▶ What to work on
A – Write out the stretch of the extract on tyrannical children from "Addressing the issue" through "being physically abusive.", copying it word for word.
B – Write what comes next in the extract on helping parents of tyrannical children, continuing from its last sentence.

▶ Extract provided
========================

No more violence, no more fear
Parents participate in group sessions to share their stories with others in the same situation. All have one thing in common: they fear their children. "I was so scared that Clement would explode at any moment that when he didn't ask for me or seek me out, I would make myself invisible and limit my interactions with him. I hate violence, I am really scared of it, so I would avoid my son rather than risk to provoke his violent outbursts", Clement's mother Isabelle recalls.
Melanie, the mother of 13-year-old Paul, explains how her son's outbursts had become so frequent she had begun to view the situation as normal, even though she feared for her own safety. "Little things would make Paul angry. I would add green peas to his rice and he would become mad, and start trashing the kitchen. But because such violence had built up over many years, my level of tolerance had increased and I had come to accept things that were unacceptable. Paul is growing, however, and I became scared I would not be able to handle him once he became taller and stronger", she says.
Addressing the issue of violence and fear in the family is a priority for Dr Franc's team. The core of the programme is about teaching parents what a tyrannical child is and how to distinguish if the child's actions are tyrannical, or if they should be blamed on an associated disorder – for instance, ADHD is not an excuse for being physically abusive.
Through tips, dialogue and exercises, Dr Franc's team teaches parents not to react in the heat of the moment, but to discuss the problem once the child has calmed down. "A calm and controlled behaviour usually destabilises the child, who is used either to confrontation or to parents minimising their outbursts. By showing they are ready to respond with calm and authority, parents force children to reconsider their attitudes", Franc explains.
Another method borrowed from Haim Omer is known as the 'sit-in'. Parents are instructed to sit in silence in the child's room to show they are here for him. If the sit-in comes after a fight, parents can tell the child they will not leave the room until an apology is given.
These techniques may sound simple, but parents have regained trust in their own abilities. Clement himself has noticed positive changes in his mother's behaviour. "Mum is a lot calmer and she doesn't respond by screaming. She comes up with much more constructive answers when I am angry or anxious – I am very anxious when it comes to school, and she is a lot more helpful about this now", he explains.

========================

▶ Dataset extract
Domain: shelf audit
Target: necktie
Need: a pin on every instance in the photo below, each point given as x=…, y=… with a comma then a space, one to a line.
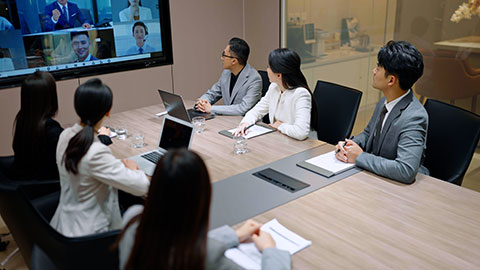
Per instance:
x=378, y=132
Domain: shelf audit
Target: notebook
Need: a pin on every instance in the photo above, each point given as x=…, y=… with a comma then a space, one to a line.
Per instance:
x=175, y=107
x=175, y=133
x=326, y=164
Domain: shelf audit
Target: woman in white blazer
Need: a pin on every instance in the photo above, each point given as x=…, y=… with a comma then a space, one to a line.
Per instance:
x=288, y=101
x=89, y=173
x=135, y=12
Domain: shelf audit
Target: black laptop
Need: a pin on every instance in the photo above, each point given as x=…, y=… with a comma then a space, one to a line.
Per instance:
x=175, y=107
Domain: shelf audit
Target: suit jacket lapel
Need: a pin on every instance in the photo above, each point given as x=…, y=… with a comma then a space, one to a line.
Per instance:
x=242, y=79
x=396, y=112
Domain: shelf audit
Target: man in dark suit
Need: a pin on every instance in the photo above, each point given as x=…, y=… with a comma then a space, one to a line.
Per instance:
x=394, y=141
x=62, y=15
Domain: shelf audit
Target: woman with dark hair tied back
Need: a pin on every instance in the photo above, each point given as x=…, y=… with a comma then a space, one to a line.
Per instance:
x=35, y=131
x=89, y=173
x=170, y=232
x=288, y=101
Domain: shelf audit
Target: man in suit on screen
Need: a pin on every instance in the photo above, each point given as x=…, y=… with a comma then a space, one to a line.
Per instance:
x=62, y=15
x=394, y=141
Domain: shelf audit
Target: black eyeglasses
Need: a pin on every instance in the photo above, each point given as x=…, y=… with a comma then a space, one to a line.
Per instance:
x=229, y=56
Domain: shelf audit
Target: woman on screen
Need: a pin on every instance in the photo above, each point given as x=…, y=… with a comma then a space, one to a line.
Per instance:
x=288, y=101
x=170, y=231
x=36, y=133
x=135, y=12
x=89, y=173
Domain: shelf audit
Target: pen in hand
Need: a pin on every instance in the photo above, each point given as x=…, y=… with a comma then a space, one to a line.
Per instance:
x=344, y=144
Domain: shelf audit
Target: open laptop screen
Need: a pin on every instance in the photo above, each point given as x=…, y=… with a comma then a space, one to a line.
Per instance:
x=175, y=135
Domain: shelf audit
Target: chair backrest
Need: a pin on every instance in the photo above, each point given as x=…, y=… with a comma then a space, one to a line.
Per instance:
x=29, y=227
x=452, y=137
x=337, y=108
x=265, y=85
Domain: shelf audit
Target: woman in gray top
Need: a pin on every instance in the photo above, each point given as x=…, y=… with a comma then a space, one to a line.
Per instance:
x=170, y=231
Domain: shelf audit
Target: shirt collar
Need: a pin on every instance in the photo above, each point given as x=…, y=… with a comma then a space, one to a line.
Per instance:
x=390, y=105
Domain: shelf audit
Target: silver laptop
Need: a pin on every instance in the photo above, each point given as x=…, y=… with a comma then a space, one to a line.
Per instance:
x=175, y=107
x=175, y=133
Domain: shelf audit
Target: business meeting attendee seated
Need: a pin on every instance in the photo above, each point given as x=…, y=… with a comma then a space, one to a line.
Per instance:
x=135, y=12
x=394, y=141
x=62, y=15
x=36, y=133
x=89, y=173
x=288, y=101
x=170, y=231
x=139, y=31
x=240, y=85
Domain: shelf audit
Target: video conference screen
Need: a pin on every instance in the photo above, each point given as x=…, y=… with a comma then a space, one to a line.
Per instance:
x=76, y=38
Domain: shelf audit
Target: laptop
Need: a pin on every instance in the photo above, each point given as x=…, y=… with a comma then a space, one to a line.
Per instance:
x=175, y=133
x=175, y=107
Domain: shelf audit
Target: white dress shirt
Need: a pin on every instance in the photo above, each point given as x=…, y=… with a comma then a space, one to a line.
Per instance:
x=292, y=107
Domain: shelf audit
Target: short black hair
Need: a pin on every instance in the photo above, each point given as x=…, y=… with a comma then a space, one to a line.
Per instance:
x=402, y=59
x=142, y=24
x=78, y=33
x=240, y=49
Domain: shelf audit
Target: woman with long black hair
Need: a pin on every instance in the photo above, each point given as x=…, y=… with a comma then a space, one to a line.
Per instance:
x=36, y=132
x=170, y=232
x=89, y=173
x=288, y=101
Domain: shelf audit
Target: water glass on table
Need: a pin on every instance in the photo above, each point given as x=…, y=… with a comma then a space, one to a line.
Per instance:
x=199, y=124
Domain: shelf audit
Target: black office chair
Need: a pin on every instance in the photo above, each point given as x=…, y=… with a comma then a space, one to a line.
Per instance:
x=41, y=245
x=265, y=85
x=452, y=137
x=337, y=108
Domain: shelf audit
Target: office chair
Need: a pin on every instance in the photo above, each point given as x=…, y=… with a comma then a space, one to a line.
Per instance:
x=265, y=85
x=337, y=108
x=452, y=137
x=41, y=245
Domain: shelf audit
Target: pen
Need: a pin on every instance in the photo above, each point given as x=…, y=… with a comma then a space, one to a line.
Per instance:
x=344, y=144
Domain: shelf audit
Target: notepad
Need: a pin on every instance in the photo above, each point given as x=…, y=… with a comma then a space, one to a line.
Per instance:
x=327, y=164
x=248, y=256
x=254, y=131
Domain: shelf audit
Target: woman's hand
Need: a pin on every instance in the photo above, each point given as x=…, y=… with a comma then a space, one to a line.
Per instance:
x=249, y=228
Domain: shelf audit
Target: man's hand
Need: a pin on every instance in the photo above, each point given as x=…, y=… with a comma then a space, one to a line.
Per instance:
x=276, y=124
x=55, y=14
x=203, y=105
x=249, y=228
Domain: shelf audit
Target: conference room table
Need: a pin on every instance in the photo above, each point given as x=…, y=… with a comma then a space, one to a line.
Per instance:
x=361, y=222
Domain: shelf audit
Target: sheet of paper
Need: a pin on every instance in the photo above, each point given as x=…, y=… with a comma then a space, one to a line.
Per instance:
x=249, y=257
x=329, y=162
x=254, y=131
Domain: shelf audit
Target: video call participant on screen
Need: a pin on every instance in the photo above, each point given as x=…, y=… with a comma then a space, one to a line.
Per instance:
x=62, y=15
x=36, y=132
x=81, y=46
x=5, y=24
x=90, y=175
x=139, y=32
x=135, y=12
x=394, y=141
x=240, y=85
x=288, y=101
x=159, y=236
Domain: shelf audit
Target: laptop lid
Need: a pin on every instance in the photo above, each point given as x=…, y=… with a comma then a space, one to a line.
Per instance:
x=175, y=133
x=174, y=105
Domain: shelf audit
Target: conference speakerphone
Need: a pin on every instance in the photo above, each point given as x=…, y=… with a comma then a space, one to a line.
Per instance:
x=281, y=180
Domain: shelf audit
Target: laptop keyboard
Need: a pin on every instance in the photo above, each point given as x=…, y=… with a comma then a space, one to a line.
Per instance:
x=152, y=156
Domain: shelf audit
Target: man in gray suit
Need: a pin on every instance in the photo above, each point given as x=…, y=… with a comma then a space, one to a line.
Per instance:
x=393, y=143
x=240, y=85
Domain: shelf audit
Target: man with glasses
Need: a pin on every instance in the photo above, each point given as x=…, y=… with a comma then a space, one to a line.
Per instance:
x=240, y=85
x=81, y=46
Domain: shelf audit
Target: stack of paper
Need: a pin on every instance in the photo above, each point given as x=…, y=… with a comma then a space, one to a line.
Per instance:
x=248, y=256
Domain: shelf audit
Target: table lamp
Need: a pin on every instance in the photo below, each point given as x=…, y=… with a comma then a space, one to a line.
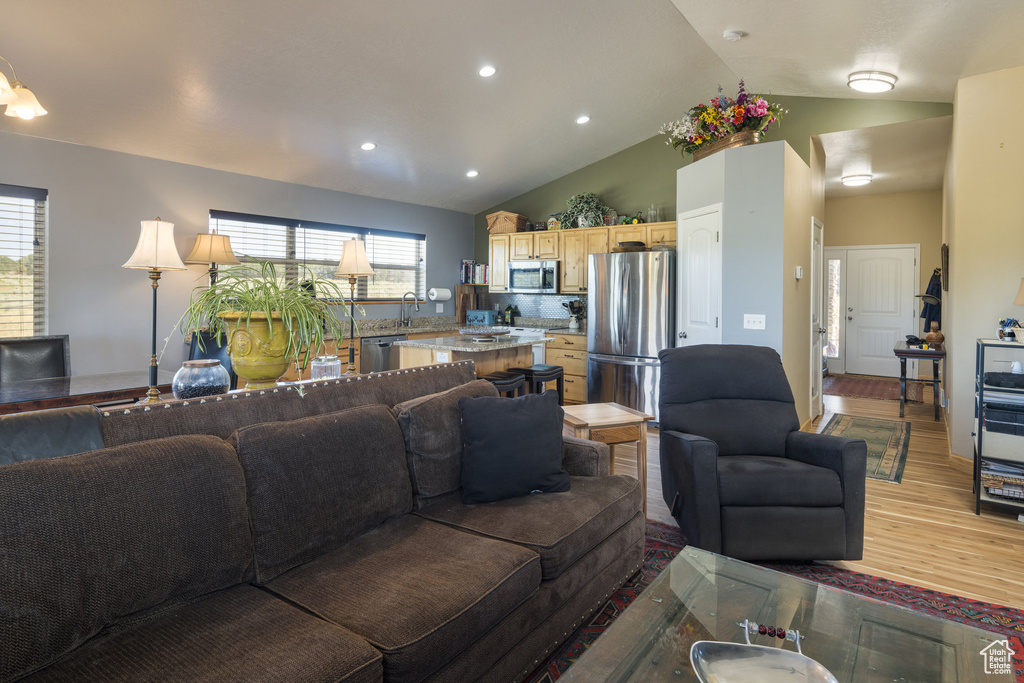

========================

▶ Answer list
A –
Addressing the issue of violence and fear in the family is a priority for Dr Franc's team. The core of the programme is about teaching parents what a tyrannical child is and how to distinguish if the child's actions are tyrannical, or if they should be blamed on an associated disorder – for instance, ADHD is not an excuse for being physically abusive.

B –
Regaining control of their lives
The other key problem parents face is that they are deeply ashamed of the situation. Reluctant to seek help, they often cut ties with the outside world. "People tend to think these are bad parents who do not care about the education of their children, but our research shows they often care more than most. We need to help them get out of the cycle of shame and isolation", Franc says.
Part of her work is convincing parents to rebuild a support network based on a few trusted individuals, telling them about the situation at home. Since tyrannical child are usually only abusive to close family members, these 'friends' can talk to the child if he becomes too aggressive.
"Things are much better because I feel like I don't have to be ashamed anymore. Many people had suggested I was a bad mother. Now I know it is not the case. There are others like me, who struggle," Isabelle says. "My son grew up in a tense family atmosphere. He wanted to control everything and became tyrannical because he didn't know how to deal with the extreme anxiety was facing. Now I have the techniques to help him. We are both doing a lot better".
The Montpellier programme will soon be extended to everywhere in France and a complete study with all its results is expected. The scientists hope to show their approach can be replicated anywhere for abused parents to overcome the tyranny of their children and to stop suffering in silence.